_Passage given_

◆ ◆ ◆ ◆ ◆ ◆ ◆

The other criticism against Dr. Bereket Habte-Selassie is that, according to “some members of the Executive Committee” (unnamed of course) he was not sufficiently supportive of Eritreans’ civil liberties. Specifically, he argued for the right of the government to hold a citizen in detention without charges for 30 days while they asked for 24 hours and they compromised on 48 hours; he did not want to explicitly say that Eritreans had the right to form political parties, his colleagues did and that is how the constitution settled on “political organizations” and, finally, he allowed frequent insertion of the codicil “pursuant to law” on matters, including citizenship, that should not be subject to amendment by law.
All of these—and many more, by the way, dealing with the balance of power between the citizen and the government—are genuine criticisms of the constitution (to be covered in the subsequent section.) What is objectionable here is that the “reviewers”—who are supposed to be writing their 48-page tome in search of truth—do not tell us who within the Executive Committee of the constitutional drafters is saying this? And, since their entire 48-page tome is really written in defense of Isaias Afwerki (more on that later), are they even conscious of the irony of them criticizing a constitutional lawyer for empowering a government to hold a prisoner without presenting him to a court of law for 30 days when the man they are defending, Isaias Afwerki, has now been holding people in prison without charges since 1994—over 6,570 days? They are going to criticize a constitutional lawyer for not explicitly acknowledging Eritreans right to form political parties while defending a head of state who has publicly said that the right to assembly may not exist in Eritrea for three or four or more decades? And, since we all know who the 10-member Executive Committee is, and since we know who is alive, who is dead, who is active, who is passive, do they really think we can’t know who is, in his typically passive-aggressive way, and in the defense of the dictator, lobbing these cowardly stink bombs from behind the curtain?
3. Dr. Bereket’s Role Since the Adoption of the Eritrean Constitution
As we mentioned, while the Eritrean constitution has a devoted public support and Dr. Bereket can rightfully take pride in the fact that he played a principal role in the creation of a document that will survive the downfall of the Isaias Afwerki regime, it always had its critics. The main argument against it from its critics is, curiously, its supposed strength: it was exclusive.

◆ ◆ ◆ ◆ ◆ ◆ ◆

_Work instructions_
A. In the commentary on Dr. Bereket and the Eritrean constitution, how many hours of detention without charges did the drafters settle on as a compromise?
B. Pick up the commentary on Dr. Bereket and the Eritrean constitution right after its final sentence and write the next paragraph.

_Data lines_
◆ ◆ ◆ ◆ ◆ ◆ ◆

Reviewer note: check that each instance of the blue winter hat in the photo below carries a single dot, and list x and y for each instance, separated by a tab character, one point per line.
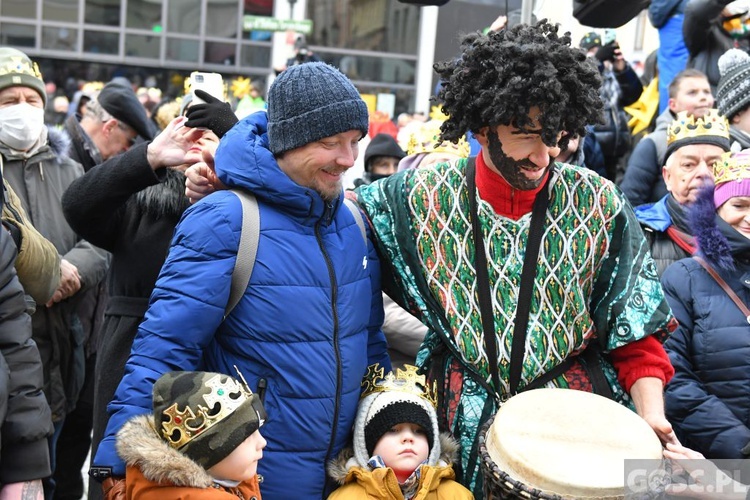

◆ ◆ ◆ ◆ ◆ ◆ ◆

_Results of the tasks_
A. 48 hours.

B.
The critics (including awate.com) say that the proclamation was drafted by the EPLF (three years after it had made a conscious decision to deny political space to any organized political organization): the 47 members of the commission were named by the National Assembly (then the Central Committee of the EPLF); therefore, all the “participation” that is celebrated is hollow: in Eritrea, participation is mandatory; in Diaspora, participation was by Eritreans who were EPLF-supporters, EPLF-sympathizers, or apolitical Eritreans. The “National Assembly” that ratified it was the EPLF; the Constituent Assembly that ratified it—made up of the National Assembly, the Regional Assembly and the Diaspora Assembly—was also the EPLF/PFDJ. Consequently, on every issue of consequence—(a) the relationship between citizen and government; (b) the relationship between regional and national government; (c) the relationship between citizen and land; (d) the relation between a citizen and another citizen; (e) how citizens communicate with one another and how they communicate with their government—it reflects the values of the EPLF/PFDJ.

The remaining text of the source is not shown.